§ The task:
Rewrite the records from the line with "Localize concrete tarmac." to the line with "[47, 20, 65, 40]", replacing "train" with "tram" and leaving everything else unchanged.

# Records for this task start

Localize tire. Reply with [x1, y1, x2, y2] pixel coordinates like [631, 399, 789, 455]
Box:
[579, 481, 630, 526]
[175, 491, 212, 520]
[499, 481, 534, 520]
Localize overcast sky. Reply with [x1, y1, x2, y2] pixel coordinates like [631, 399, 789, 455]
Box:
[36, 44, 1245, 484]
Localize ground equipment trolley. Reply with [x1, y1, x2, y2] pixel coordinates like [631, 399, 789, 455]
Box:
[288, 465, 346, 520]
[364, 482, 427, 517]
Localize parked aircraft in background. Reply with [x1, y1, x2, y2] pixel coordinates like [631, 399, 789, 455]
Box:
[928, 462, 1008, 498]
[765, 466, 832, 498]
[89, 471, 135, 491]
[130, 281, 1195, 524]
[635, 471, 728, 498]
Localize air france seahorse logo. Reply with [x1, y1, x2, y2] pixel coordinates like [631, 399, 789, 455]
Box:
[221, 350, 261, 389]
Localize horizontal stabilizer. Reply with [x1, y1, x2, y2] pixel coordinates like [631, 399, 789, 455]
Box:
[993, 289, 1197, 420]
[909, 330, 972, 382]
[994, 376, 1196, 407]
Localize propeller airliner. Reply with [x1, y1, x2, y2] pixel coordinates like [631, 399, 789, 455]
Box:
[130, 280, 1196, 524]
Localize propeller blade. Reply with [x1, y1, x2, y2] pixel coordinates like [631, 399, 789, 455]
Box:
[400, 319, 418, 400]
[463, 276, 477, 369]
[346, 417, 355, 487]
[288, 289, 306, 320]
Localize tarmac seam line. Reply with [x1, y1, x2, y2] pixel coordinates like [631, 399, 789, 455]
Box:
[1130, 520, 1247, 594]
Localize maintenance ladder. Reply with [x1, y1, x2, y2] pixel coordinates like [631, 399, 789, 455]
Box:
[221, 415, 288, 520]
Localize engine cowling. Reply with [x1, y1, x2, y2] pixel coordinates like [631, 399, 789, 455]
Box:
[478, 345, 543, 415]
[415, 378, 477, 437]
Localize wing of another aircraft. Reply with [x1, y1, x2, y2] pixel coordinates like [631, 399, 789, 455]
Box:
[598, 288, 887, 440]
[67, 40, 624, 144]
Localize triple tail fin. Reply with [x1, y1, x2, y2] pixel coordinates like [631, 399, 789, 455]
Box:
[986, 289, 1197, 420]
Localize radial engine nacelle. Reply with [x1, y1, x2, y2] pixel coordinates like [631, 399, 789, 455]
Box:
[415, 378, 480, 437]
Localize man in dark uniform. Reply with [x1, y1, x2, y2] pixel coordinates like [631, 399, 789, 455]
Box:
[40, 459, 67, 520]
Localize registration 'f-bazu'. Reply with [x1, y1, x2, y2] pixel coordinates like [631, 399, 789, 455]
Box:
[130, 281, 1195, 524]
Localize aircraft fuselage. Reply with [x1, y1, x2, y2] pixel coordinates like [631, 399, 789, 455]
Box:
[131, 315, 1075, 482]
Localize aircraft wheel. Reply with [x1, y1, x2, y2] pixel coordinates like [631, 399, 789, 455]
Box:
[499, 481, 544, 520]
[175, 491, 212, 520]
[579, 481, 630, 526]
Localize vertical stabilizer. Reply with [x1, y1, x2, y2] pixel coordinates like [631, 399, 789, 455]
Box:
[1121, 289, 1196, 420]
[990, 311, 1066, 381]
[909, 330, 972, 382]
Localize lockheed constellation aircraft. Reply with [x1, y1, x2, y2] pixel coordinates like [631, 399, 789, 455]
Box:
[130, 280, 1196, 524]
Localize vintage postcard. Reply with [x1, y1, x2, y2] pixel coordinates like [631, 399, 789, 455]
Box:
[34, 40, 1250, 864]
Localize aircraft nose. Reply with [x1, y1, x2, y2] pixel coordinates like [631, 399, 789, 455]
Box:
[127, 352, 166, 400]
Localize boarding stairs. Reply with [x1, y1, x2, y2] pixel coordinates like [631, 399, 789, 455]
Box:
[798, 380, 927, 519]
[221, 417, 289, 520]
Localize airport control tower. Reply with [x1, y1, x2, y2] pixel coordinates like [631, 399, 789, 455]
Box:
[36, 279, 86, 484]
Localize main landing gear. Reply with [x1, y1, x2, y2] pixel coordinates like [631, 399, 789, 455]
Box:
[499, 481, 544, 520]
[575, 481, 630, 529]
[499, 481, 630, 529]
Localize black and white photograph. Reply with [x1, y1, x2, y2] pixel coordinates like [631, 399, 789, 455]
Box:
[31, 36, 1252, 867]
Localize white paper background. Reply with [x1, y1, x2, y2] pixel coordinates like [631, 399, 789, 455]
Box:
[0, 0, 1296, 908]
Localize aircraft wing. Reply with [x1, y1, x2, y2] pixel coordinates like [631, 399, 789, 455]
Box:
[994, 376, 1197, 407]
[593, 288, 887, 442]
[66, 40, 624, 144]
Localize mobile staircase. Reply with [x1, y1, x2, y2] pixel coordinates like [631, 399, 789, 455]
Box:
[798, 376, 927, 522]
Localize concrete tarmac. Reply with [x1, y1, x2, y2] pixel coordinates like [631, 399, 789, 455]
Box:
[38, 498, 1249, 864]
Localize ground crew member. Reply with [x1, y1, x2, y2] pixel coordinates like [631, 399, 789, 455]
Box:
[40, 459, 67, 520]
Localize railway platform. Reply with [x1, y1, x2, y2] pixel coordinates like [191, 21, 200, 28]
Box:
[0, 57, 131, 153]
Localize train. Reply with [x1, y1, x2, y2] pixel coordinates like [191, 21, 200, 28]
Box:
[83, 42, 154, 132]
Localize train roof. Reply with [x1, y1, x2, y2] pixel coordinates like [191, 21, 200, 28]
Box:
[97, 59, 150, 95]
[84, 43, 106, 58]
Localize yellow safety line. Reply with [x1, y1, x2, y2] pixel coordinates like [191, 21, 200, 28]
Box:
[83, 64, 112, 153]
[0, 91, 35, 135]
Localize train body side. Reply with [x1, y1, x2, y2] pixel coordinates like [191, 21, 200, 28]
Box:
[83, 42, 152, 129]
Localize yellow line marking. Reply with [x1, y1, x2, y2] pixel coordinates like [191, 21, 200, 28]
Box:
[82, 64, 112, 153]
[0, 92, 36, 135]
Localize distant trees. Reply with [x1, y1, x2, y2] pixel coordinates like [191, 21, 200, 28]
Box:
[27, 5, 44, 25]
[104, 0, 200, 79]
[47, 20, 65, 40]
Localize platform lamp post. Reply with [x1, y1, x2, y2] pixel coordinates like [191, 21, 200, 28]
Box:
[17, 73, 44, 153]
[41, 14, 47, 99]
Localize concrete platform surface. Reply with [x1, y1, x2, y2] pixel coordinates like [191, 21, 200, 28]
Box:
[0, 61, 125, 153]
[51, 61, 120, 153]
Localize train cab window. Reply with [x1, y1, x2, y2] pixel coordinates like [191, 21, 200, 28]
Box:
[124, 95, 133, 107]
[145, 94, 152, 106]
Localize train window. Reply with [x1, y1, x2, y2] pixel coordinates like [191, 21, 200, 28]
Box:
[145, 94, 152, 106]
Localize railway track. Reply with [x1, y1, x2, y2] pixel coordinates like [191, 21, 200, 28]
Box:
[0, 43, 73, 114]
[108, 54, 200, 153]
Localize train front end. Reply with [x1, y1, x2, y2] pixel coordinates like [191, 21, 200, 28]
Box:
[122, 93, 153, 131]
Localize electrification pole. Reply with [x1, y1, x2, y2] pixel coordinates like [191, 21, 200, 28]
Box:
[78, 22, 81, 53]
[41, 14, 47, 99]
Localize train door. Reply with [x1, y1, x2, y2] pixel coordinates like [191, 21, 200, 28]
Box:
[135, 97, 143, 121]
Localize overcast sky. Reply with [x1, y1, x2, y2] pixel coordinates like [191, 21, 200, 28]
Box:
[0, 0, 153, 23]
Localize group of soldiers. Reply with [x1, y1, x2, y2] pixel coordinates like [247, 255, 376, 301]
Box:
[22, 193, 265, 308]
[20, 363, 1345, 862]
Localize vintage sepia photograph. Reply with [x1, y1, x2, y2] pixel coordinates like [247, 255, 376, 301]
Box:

# Records for this task end

§ Answer:
Localize concrete tarmac. Reply with [x1, y1, x2, y2] pixel coordinates like [631, 399, 789, 455]
Box:
[38, 498, 1249, 864]
Localize ground crew member. Reply with [x1, y1, x2, y2] pixel coordinates like [631, 399, 789, 455]
Box:
[40, 459, 67, 520]
Localize railway platform. Reply with [x1, y1, x2, y2] pixel coordinates like [191, 21, 200, 28]
Box:
[0, 57, 131, 153]
Localize tram. Reply with [x1, y1, x2, y2] pixel coordinates like [191, 21, 200, 28]
Box:
[83, 42, 154, 132]
Localize tram roof. Reply with [x1, y1, x2, y2] pixel coordinates like [191, 21, 200, 28]
Box:
[97, 59, 150, 95]
[84, 43, 106, 58]
Localize yellow safety line. Reply with [x1, y1, x2, y2] pixel coordinates like [191, 21, 200, 28]
Box:
[83, 64, 112, 153]
[0, 91, 35, 135]
Localize tram body side. Reply with [x1, y1, x2, y2] pixel coordinates like [191, 21, 200, 28]
Box:
[83, 42, 152, 129]
Localize yellow line marking. Reply with [x1, y1, x2, y2] pixel coordinates like [191, 21, 200, 28]
Box:
[82, 64, 112, 153]
[0, 92, 36, 135]
Localize distant trees. Reply with [x1, y1, x2, y2] pixel coordinates like [191, 21, 200, 28]
Box:
[27, 5, 44, 25]
[104, 0, 200, 79]
[47, 20, 65, 40]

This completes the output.